[Begin DOCUMENT SEGMENT]

The end product is not what is known as DCG ( Denominazione Controllata e Garantita ), or DOC ( Denominazione Origine Controllata ), or even, until recently, DS ( Denominazione Semplice ), the humblest of all denominations, because in order to satisfy these minimal requirements, it would have to have a label stating the region in which it was produced, something I had never seen before 1983.

This wine can rarely, if ever, be found on sale even in local shops. When our neighbouring farmers sell what is surplus to their own enormous requirements, then it invariably finds its way into private houses or the sort of trattoria which announces its cooking as being cucina casalinga , the sort the best Italian mothers turn out every day for the whole of their working lives. This is because it fulfils the demand, which is becoming every year more difficult to satisfy, not only in Italy but in every other wine-producing country, for everyday drinking wine that has no additives, the sort of wine that has neither been pasteurized nor clarified with pills, although it is almost impossible to make white wine that can travel without any kind of help that will not change its colour. Wine that has been too generously assisted in this way, however, possibly with the addition of sodium bisulphate, looks like water, has a sickly aftertaste and gives the drinker a ferocious headache with its epicentre between the eyebrows.

[End DOCUMENT SEGMENT]

**THE TASKS**
a - Answer these about the wine passage:
(i) What does DS stand for?
(ii) Where does the neighboring farmers' surplus wine invariably end up?
(iii) Where is the epicenter of the headache caused by overly assisted wine?
b - Return the part of the wine passage starting at "The end product" and ending at "seen before 1983.".

[Begin RECORDED INFORMATION]

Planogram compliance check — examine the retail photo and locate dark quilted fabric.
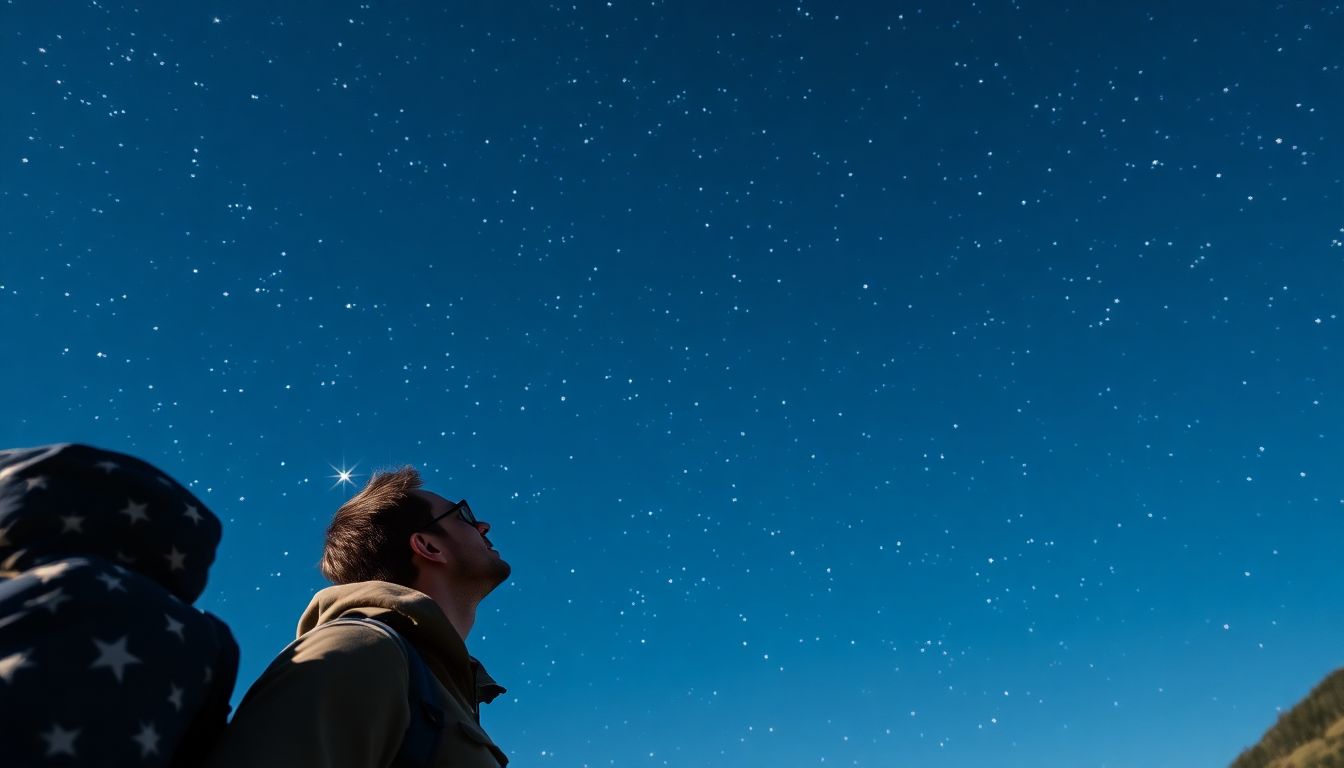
[0,445,238,767]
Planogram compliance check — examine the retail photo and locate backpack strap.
[309,617,444,768]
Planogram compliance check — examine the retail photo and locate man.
[211,467,509,768]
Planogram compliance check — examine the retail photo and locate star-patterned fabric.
[0,445,238,767]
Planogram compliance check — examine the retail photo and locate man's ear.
[411,533,444,561]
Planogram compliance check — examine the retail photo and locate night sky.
[0,0,1344,768]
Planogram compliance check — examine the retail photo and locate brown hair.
[320,467,430,586]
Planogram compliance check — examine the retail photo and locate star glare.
[328,461,359,488]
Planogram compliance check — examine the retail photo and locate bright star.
[328,461,359,488]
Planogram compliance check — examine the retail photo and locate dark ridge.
[1231,670,1344,768]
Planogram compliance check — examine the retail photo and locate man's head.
[321,467,509,599]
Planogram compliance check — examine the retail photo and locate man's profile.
[212,467,509,768]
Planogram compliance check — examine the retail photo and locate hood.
[0,443,223,603]
[298,581,505,710]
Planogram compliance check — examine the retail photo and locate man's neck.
[415,584,480,643]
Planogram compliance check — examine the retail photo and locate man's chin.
[492,553,513,586]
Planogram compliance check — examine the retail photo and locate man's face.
[413,491,512,592]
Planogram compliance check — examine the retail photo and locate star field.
[0,0,1344,768]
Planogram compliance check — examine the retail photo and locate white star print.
[0,648,36,683]
[130,722,159,757]
[97,573,126,592]
[168,683,181,712]
[23,588,70,613]
[164,613,187,642]
[89,635,140,683]
[39,722,81,757]
[120,499,149,525]
[28,561,70,584]
[164,546,187,570]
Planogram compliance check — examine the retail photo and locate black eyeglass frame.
[415,499,481,531]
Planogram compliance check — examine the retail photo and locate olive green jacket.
[210,581,508,768]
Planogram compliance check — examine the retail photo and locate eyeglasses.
[415,499,480,531]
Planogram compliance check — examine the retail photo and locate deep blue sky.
[0,0,1344,768]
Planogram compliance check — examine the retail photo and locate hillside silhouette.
[1231,670,1344,768]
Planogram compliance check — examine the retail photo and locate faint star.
[120,499,149,525]
[164,546,187,570]
[329,461,359,488]
[0,648,36,683]
[97,573,126,592]
[28,562,70,584]
[130,722,159,757]
[39,722,79,757]
[89,635,140,683]
[23,589,70,613]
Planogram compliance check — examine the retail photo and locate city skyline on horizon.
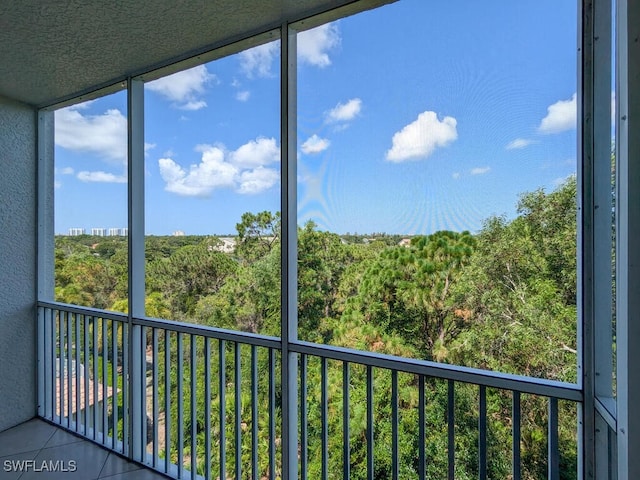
[55,0,577,235]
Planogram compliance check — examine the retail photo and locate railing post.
[126,78,146,462]
[36,110,55,418]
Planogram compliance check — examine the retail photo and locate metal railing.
[38,302,582,480]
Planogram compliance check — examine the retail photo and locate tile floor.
[0,418,167,480]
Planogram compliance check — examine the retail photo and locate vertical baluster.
[82,315,91,436]
[122,321,128,457]
[447,380,456,480]
[36,307,47,417]
[91,317,99,441]
[342,362,351,480]
[218,340,227,479]
[548,398,560,480]
[151,328,160,468]
[269,348,276,478]
[140,326,148,463]
[512,391,522,480]
[111,320,117,450]
[58,311,66,425]
[300,354,309,480]
[42,308,54,419]
[45,309,58,422]
[251,345,260,480]
[74,314,84,433]
[478,385,487,480]
[176,332,184,478]
[164,330,171,473]
[367,365,374,480]
[391,370,400,480]
[189,335,198,480]
[234,342,242,478]
[101,318,107,445]
[204,337,211,480]
[65,313,73,429]
[418,375,427,480]
[320,357,329,480]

[End RECORDED INFORMATION]

**ANSWER LIST**
a -
(i) Denominazione Semplice.
(ii) In private houses or the sort of trattoria that announces its cooking as cucina casalinga.
(iii) Between the eyebrows.

b -
The end product is not what is known as DCG ( Denominazione Controllata e Garantita ), or DOC ( Denominazione Origine Controllata ), or even, until recently, DS ( Denominazione Semplice ), the humblest of all denominations, because in order to satisfy these minimal requirements, it would have to have a label stating the region in which it was produced, something I had never seen before 1983.